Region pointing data
══════════════════════════════

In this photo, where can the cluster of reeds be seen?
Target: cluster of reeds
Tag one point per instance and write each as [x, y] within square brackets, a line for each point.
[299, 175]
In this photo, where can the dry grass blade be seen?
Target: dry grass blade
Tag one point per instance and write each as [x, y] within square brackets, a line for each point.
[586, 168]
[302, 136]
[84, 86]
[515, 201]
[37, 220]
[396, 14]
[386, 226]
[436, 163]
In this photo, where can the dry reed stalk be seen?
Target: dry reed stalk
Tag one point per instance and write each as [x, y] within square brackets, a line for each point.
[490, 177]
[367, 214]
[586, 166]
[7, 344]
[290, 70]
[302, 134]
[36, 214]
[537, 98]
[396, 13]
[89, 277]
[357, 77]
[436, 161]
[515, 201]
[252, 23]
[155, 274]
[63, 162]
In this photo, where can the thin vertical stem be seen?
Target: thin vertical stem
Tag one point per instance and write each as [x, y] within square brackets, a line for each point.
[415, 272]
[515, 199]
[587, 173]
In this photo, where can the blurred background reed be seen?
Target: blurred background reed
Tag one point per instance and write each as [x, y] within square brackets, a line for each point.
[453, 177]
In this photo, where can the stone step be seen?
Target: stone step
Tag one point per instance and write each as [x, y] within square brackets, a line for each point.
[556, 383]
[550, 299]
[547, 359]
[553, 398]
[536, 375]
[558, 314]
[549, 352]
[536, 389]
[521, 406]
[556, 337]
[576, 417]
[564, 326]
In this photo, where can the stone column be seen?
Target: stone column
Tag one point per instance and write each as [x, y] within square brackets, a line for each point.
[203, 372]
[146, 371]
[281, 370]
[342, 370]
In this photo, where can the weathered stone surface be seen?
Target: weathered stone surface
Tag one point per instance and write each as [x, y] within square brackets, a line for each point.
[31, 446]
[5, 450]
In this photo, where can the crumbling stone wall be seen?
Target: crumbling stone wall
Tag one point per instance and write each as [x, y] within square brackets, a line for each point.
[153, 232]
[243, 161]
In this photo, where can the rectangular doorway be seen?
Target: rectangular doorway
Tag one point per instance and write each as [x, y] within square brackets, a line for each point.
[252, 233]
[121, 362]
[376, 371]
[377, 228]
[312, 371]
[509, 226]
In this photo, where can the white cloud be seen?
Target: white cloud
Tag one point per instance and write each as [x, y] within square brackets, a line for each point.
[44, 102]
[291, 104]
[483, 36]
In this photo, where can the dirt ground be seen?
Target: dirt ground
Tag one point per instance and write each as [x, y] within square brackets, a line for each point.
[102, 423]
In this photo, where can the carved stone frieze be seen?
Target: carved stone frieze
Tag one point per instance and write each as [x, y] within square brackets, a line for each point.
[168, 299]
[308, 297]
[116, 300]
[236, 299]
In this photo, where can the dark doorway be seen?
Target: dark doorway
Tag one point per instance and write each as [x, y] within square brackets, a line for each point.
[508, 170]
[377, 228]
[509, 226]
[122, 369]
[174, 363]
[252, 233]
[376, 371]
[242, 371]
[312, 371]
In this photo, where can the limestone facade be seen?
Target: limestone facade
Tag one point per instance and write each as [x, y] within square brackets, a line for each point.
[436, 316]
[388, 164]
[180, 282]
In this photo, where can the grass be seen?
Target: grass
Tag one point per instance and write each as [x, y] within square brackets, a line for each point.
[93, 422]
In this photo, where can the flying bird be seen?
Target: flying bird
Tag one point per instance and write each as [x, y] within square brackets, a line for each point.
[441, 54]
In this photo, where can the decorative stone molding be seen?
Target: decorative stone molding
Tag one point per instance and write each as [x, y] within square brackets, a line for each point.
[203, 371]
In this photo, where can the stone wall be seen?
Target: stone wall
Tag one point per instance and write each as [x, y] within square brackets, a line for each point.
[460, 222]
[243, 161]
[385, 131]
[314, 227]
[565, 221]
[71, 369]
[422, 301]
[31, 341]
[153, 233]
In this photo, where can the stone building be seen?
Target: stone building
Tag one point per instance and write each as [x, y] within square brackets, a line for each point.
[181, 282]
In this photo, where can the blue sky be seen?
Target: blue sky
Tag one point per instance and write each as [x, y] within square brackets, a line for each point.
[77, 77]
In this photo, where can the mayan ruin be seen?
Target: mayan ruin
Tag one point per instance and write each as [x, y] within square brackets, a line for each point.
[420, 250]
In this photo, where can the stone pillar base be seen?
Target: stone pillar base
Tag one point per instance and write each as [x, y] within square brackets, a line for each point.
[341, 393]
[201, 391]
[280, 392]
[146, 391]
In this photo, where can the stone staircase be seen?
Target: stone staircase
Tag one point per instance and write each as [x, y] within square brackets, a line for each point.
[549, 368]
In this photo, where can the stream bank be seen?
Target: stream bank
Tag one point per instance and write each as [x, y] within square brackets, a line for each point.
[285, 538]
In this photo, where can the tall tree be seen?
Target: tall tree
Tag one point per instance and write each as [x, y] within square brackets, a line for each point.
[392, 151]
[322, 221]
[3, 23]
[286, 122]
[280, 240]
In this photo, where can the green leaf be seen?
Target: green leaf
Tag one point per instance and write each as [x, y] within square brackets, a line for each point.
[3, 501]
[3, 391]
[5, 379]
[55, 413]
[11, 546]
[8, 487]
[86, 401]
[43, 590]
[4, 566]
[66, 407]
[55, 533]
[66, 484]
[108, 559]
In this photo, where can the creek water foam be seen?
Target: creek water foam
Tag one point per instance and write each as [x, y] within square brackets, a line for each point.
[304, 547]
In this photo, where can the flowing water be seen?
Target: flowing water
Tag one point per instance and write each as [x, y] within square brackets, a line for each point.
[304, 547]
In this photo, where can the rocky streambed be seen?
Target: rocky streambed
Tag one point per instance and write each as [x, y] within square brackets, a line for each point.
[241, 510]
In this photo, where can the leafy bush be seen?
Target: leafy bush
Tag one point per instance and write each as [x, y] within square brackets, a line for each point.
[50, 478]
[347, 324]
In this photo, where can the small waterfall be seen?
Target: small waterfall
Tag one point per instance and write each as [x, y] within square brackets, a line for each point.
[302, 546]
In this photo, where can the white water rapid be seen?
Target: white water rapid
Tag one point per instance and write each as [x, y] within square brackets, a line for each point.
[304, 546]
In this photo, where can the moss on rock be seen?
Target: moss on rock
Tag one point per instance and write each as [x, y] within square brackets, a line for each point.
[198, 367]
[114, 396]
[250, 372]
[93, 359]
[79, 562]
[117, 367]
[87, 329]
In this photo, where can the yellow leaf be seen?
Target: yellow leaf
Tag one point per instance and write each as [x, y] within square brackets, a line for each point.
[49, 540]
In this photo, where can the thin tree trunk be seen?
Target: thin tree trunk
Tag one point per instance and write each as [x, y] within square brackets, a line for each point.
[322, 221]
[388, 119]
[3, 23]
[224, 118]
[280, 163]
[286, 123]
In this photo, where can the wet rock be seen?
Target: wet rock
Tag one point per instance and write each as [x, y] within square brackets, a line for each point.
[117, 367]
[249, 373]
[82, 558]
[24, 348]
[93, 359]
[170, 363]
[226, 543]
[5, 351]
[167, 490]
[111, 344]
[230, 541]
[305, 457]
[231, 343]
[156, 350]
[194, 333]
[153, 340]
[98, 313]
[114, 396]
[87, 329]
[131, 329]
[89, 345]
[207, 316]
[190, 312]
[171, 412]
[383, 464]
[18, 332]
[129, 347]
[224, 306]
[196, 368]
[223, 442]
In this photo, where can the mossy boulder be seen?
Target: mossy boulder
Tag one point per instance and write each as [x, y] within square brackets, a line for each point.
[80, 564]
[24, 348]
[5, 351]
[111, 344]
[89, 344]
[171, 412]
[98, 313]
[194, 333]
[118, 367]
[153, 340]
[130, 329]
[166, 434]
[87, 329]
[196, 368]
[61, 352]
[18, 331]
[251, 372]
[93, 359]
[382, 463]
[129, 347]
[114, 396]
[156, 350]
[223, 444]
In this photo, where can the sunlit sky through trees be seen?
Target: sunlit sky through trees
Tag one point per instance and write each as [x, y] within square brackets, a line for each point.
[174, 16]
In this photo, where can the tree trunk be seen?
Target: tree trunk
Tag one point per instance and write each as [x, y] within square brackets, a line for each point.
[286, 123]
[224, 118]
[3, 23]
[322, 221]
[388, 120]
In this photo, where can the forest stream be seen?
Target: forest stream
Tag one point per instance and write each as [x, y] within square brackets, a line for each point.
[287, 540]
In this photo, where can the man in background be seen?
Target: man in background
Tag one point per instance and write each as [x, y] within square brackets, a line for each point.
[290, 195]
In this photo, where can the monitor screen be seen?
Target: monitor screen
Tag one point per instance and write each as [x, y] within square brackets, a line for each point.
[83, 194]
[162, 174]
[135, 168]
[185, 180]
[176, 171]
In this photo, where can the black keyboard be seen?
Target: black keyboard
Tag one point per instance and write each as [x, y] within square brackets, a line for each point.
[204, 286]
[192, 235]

══════════════════════════════

* Your objective *
Check every line above for the string "screen" and copy those that have it.

* Completed exercise *
In this photo, where can the monitor screen be seen?
Target: monitor screen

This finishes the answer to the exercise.